§ INSTRUÇÕES DAS TAREFAS:
1. Explique em uma a três frases por que, segundo o texto sobre as comunidades ao longo do rio, o Jardim do Éden está recuperando os poços de cascalho.
2. Reproduza sem nenhuma alteração o trecho do texto sobre as comunidades ao longo do rio que vai de "No último dos sete" até "recreação a comunidade.", incluindo essas palavras.

§ BLOCO DE TEXTO:
Outra comunidade rio abaixo, o Jardim do Éden, fundada por uma família negra em 1881, foi impactada por empresas de concreto que cavaram poços de cascalho industriais ao longo do rio. Uma vez que os arrendamentos da terra fossem finalizados, as empresas deveriam preencher os poços de cascalho, mas nunca o fizeram. Assim, a comunidade está “recuperando esses poços através de uma infraestrutura verde, criando espaços recreativos”.

No último dos sete locais estudados ao longo do rio, Joppa, uma cidade histórica de Freedmen, está o projeto Joppee Lakes, local de uma ferrovia e uma fábrica de concreto que está sendo reimaginada como uma solução de águas pluviais para o centro de Dallas. O Corpo de Engenheiros do Exército entregou o local à cidade de Dallas, que por sua vez está trabalhando com a comunidade negra para reformar o Parque de Honey Springs. O parque, que contorna o lago, possui um centro comunitário com infra-estrutura verde que pode fazer o tratamento de esgoto e oferecer áreas de recreação a comunidade.

§ BLOCO DE DADOS:
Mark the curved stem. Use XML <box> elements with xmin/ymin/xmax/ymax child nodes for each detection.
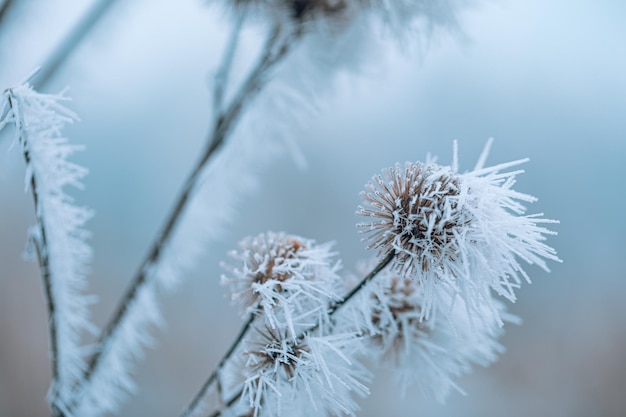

§ RESPOSTAS EM ORDEM:
1. Empresas de concreto cavaram poços de cascalho industriais ao longo do rio e deveriam preenchê-los quando os arrendamentos da terra fossem finalizados, mas nunca o fizeram. Por isso, a comunidade está recuperando esses poços com infraestrutura verde e criando espaços recreativos.

2.
No último dos sete locais estudados ao longo do rio, Joppa, uma cidade histórica de Freedmen, está o projeto Joppee Lakes, local de uma ferrovia e uma fábrica de concreto que está sendo reimaginada como uma solução de águas pluviais para o centro de Dallas. O Corpo de Engenheiros do Exército entregou o local à cidade de Dallas, que por sua vez está trabalhando com a comunidade negra para reformar o Parque de Honey Springs. O parque, que contorna o lago, possui um centro comunitário com infra-estrutura verde que pode fazer o tratamento de esgoto e oferecer áreas de recreação a comunidade.